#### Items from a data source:
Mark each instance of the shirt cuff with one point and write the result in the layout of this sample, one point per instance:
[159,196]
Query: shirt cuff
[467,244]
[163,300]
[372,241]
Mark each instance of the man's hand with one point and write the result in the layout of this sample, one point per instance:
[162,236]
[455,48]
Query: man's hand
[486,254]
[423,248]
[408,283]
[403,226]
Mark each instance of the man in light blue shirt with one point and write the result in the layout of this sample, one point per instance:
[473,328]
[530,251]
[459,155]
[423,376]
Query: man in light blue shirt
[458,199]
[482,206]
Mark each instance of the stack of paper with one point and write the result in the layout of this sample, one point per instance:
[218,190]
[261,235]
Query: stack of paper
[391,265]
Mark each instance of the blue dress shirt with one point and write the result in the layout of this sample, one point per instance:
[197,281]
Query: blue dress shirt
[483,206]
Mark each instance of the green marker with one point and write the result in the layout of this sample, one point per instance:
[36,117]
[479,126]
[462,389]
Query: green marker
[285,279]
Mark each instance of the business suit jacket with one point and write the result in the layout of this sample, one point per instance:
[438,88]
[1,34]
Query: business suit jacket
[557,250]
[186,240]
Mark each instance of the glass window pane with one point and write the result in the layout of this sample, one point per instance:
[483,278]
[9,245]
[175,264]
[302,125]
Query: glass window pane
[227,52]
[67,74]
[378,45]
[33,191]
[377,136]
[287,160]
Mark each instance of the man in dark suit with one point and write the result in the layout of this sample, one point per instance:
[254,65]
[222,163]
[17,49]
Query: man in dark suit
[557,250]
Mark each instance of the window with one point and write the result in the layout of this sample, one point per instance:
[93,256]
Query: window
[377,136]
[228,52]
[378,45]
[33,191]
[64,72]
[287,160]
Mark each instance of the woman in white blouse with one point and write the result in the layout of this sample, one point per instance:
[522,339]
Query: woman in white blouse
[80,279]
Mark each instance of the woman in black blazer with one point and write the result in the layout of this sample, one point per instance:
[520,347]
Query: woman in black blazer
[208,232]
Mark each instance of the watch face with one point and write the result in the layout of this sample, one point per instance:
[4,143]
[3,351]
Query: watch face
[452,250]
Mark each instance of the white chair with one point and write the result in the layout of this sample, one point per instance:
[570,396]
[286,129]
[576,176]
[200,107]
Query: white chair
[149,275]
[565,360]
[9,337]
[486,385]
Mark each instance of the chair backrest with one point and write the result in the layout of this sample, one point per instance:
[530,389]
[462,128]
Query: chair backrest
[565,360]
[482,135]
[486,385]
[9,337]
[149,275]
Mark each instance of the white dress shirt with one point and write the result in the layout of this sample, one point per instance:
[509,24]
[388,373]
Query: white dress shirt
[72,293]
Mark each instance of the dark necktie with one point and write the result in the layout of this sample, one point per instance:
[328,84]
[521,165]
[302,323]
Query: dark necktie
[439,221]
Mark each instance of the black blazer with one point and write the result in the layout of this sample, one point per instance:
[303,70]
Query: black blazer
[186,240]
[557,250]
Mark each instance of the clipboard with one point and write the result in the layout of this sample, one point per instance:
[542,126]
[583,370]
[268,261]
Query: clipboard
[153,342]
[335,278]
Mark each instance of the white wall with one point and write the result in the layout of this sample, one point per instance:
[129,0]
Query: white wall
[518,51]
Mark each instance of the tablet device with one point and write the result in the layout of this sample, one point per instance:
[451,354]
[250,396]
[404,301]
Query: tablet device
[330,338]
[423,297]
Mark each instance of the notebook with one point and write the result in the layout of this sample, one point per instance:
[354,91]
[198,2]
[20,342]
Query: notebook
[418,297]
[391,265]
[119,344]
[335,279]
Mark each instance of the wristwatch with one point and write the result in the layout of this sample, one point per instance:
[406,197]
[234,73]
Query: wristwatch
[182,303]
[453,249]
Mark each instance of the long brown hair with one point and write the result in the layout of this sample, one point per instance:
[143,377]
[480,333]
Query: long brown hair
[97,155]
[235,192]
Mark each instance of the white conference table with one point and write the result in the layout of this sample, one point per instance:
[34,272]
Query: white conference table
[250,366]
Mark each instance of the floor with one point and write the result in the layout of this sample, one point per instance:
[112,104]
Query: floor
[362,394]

#### PROBLEM TO WORK ON:
I'd like the records returned exactly as they were written, please.

#### SOLUTION:
Mark each instance of the shirt cuff with one point and write the result in the layout of this sample, one point per instance:
[159,196]
Query: shirt cuff
[467,244]
[163,300]
[372,241]
Mark each instance of the man's hand with one point and write the result in the layout of this sample, one point per instance:
[162,236]
[455,48]
Query: man's hand
[486,254]
[423,248]
[408,283]
[403,226]
Mark each instance of the man in light blue shirt with one point and write the result in the layout of this sample, one point per instance:
[473,328]
[530,251]
[459,155]
[423,376]
Query: man in light blue shirt
[458,199]
[482,206]
Mark each instance of the stack of paper with one point and write the result in the layout of this sample, one point per instance:
[218,190]
[261,235]
Query: stack of paper
[391,265]
Mark each instance of the blue dress shirt with one point and write the result in the layout of this sample, one point per instance:
[197,281]
Query: blue dress shirt
[483,206]
Mark each instance of the green marker with one point and write the result in the layout of this sample, one point per instance:
[36,117]
[479,126]
[462,389]
Query: green marker
[285,279]
Mark each instance of the business suit jacket with one point and write the result in the layout of this sample, one point per instance:
[438,88]
[1,34]
Query: business suit jacket
[557,250]
[186,240]
Mark each instance of the glass window pane with one point and write the result in the layout of this sample, one point per instance:
[483,278]
[9,245]
[175,264]
[302,125]
Query: glass window pane
[227,52]
[67,74]
[378,45]
[33,191]
[377,136]
[287,160]
Mark each instance of the man in dark suit with one point and write the result in the layout of this sample, one point per instance:
[254,65]
[222,163]
[17,49]
Query: man in dark suit
[557,250]
Mark each instance of the window with one point and write the result in the layout of this sample, one point per instance:
[93,256]
Query: window
[377,136]
[228,52]
[378,45]
[33,191]
[64,72]
[287,160]
Mark each instance of the woman in white blouse with one point and write the result in the layout of this sample, one point per instance:
[522,339]
Query: woman in white blouse
[80,279]
Mark each instance of the woman in black blazer with one point and write the result in the layout of this sample, one point per instance:
[520,347]
Query: woman in black blazer
[208,232]
Mark each instance of the watch face with one point and write the result in the layout of this sample, one point per instance:
[4,143]
[3,351]
Query: watch face
[452,250]
Mark each instance of the white chair with one point and write the result in the layout of this sample, one point per instance:
[570,396]
[286,129]
[576,176]
[200,107]
Query: white chair
[149,275]
[565,360]
[9,337]
[486,385]
Mark each instance of the chair backrest with one point and write the result in the layout of this sample, one point per instance:
[530,389]
[462,128]
Query: chair backrest
[565,360]
[482,135]
[486,385]
[9,337]
[149,275]
Mark each instance of the white dress shirt with one point and write the result in the layout of this sample, one point per instance:
[509,24]
[388,373]
Query: white dress shirt
[72,293]
Mark each instance of the dark necktie with one point and write the result in the layout of this sample, one point per instance:
[328,84]
[521,165]
[302,323]
Query: dark necktie
[439,221]
Mark each instance of the black blazer with one point and write the result in the layout of this sample, one point per instance:
[303,70]
Query: black blazer
[186,240]
[557,250]
Mark each instance of the clipboard with one point and write the result in the layout of this sample, one point per instance:
[542,126]
[583,370]
[268,261]
Query: clipboard
[153,342]
[335,278]
Mark each instance of the white wall with one point and write the result in the layout of this sample, one point per instance:
[129,0]
Query: white wall
[518,51]
Mark each instance of the tablet device with one point and write the result in the layout of this sample, one point per instance:
[451,354]
[250,396]
[404,301]
Query: tablet device
[330,338]
[423,297]
Mark each instance of the notebook with one point and write the result in the layout of this sample, one point per instance:
[354,91]
[198,2]
[20,342]
Query: notebook
[418,297]
[391,265]
[119,344]
[335,279]
Mark each instance of the wristwatch with one point and write the result in the layout of this sample, one point per instance:
[406,197]
[234,73]
Query: wristwatch
[182,303]
[453,249]
Mark each instance of the long brown hair with one point and write the result in the layout of this sample, one point per instance:
[143,377]
[480,333]
Query: long brown hair
[97,155]
[235,192]
Mark each instance of the white conference table with one point and write the result in the layout of this sample, one point per instance:
[34,272]
Query: white conference table
[250,366]
Mark each instance of the floor with one point and write the result in the layout of this sample, one point per instance:
[112,104]
Query: floor
[362,394]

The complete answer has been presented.